--- Descrizione del problema ---
Per favore, riassumi in due frasi il testo di partenza riportato qui sotto, su Pellegatti e l'ipotesi Ronaldo al Milan.

--- Testo di partenza ---
════════

# Pellegatti:"Ronaldo Milan, ecco cosa mi dicono".



## admin (12 Dicembre 2022)

Carlo Pellegatti su Cristiano Ronaldo:"Ieri ho assistito a un dibattito perché è tornata di moda l'indiscrezione di un Mendes che insisterebbe col Milan per quello che riguarda Cristiano Ronaldo. Le chance che il portoghese venga al Milan sono le stesse che il prossimo anno io vinca l'Arc de Triomphe a Parigi. Io sono sicuro di non vincerlo, come sono sicuro per Ronaldo".

"Ronaldo è esattamente l'opposto di quello che il Milan considera un acquisto per età, costo, ambiente, approccio allo spogliatoio. Su quattro punti non ce n'è uno che rientri nei parametri che cercano i rossoneri. Io sono convinto che farebbe ancora 20 gol nel campionato italiano e lo vorrei al Milan in effetti, ma i dirigenti mi tirerebbero le orecchie".

"Anche per quello che riguarda Ronaldo è inutile parlarne, perché sarebbe offendere voi, la vostra intelligenza e offendere i dirigenti del Milan, che ci dicono che non c'è nulla. È inutile che io gli metta le pulci nelle orecchie".

════════

Voci tratte da una fonte di dati:
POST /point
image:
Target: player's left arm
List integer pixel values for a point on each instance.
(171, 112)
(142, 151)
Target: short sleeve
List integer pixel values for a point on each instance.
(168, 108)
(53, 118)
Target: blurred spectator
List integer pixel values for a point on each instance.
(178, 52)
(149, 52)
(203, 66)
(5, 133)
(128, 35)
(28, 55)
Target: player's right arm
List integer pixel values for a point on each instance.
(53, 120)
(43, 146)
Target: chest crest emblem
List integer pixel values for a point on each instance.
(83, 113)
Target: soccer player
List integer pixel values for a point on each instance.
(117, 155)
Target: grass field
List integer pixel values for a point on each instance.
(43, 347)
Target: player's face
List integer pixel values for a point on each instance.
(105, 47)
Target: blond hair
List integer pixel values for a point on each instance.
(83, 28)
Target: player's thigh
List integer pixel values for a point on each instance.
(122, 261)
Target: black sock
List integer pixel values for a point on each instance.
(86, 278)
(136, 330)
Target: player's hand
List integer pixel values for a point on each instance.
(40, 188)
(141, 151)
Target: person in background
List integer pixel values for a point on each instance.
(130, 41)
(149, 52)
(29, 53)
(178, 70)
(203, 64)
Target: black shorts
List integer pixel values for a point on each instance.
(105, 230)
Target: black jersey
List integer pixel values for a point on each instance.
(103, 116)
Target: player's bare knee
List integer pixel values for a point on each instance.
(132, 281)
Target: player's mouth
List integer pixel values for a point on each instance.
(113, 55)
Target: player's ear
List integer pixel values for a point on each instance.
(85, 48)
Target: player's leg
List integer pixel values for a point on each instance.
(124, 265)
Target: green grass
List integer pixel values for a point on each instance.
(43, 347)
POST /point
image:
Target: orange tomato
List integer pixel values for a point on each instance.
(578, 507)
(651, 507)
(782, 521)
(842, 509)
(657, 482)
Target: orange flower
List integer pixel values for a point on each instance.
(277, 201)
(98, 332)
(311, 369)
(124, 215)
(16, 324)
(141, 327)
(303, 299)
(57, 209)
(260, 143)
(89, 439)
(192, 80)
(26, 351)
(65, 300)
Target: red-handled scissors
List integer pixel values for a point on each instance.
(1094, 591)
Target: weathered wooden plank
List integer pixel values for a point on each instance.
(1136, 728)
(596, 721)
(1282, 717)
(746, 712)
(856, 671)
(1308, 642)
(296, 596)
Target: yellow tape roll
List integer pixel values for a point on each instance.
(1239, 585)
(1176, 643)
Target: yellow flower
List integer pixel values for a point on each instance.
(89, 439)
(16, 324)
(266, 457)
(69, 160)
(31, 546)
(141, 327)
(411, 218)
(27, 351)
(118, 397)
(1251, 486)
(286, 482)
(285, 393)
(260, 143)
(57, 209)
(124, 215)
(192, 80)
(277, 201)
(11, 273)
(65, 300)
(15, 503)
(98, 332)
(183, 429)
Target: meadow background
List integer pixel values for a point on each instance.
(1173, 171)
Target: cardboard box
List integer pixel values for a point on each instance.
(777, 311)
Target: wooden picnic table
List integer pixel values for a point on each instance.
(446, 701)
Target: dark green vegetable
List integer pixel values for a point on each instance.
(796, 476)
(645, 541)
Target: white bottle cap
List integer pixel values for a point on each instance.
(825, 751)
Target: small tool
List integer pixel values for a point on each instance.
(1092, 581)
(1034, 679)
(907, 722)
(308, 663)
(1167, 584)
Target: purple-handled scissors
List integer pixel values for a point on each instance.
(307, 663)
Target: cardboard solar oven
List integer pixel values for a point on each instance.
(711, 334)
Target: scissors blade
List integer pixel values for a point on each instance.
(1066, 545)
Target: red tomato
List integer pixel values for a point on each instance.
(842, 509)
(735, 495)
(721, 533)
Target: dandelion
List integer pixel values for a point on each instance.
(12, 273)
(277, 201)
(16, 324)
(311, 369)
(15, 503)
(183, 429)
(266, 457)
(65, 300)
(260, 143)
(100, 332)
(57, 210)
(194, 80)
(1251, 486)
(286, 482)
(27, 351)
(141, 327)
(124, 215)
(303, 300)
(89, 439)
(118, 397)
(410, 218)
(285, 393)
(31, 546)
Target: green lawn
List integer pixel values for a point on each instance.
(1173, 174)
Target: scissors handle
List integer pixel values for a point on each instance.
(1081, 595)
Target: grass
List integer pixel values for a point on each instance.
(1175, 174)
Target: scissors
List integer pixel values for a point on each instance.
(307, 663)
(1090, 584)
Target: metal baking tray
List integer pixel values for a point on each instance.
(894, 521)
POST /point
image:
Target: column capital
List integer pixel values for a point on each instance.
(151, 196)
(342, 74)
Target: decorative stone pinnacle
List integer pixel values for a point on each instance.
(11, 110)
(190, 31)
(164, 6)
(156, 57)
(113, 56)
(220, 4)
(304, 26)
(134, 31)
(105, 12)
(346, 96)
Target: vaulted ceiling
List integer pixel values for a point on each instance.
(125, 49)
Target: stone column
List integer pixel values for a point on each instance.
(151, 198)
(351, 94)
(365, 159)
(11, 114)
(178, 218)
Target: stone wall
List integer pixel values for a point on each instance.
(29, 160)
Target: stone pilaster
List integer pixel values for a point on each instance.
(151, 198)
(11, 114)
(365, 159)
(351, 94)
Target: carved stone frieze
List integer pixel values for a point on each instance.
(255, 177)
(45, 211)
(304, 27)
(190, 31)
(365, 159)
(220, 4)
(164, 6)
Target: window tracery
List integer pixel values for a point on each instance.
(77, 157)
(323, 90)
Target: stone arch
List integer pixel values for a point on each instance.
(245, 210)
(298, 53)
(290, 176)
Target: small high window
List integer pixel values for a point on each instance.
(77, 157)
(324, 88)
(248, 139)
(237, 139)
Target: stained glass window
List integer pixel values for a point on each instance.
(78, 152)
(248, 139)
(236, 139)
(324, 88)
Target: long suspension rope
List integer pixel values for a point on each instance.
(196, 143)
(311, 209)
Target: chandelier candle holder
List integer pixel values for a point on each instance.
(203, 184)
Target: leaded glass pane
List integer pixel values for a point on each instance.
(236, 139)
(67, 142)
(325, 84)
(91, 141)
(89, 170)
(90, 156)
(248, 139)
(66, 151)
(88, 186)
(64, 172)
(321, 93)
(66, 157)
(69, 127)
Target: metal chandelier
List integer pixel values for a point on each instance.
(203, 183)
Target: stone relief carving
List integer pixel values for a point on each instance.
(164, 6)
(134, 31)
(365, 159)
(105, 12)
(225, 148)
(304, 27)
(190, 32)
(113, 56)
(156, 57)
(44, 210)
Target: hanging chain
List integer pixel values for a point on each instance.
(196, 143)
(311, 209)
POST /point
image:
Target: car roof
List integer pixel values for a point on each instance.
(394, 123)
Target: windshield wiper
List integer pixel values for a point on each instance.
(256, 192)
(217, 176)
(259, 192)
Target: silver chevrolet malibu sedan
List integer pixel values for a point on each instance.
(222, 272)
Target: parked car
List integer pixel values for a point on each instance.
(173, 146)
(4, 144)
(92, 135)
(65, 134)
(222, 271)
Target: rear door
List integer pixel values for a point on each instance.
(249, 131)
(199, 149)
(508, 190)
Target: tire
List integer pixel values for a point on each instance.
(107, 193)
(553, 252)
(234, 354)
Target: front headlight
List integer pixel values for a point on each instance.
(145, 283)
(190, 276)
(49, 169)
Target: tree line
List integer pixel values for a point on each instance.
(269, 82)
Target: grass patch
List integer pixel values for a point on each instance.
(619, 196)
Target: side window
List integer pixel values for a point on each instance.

════════

--- Risultato del compito ---
Carlo Pellegatti si dice sicuro che Cristiano Ronaldo non arriverà al Milan, nonostante sia tornata di moda l'indiscrezione di un Mendes che insisterebbe con il club. Secondo lui Ronaldo è l'opposto di ciò che il Milan considera un acquisto per età, costo, ambiente e approccio allo spogliatoio, e i dirigenti rossoneri dicono che non c'è nulla.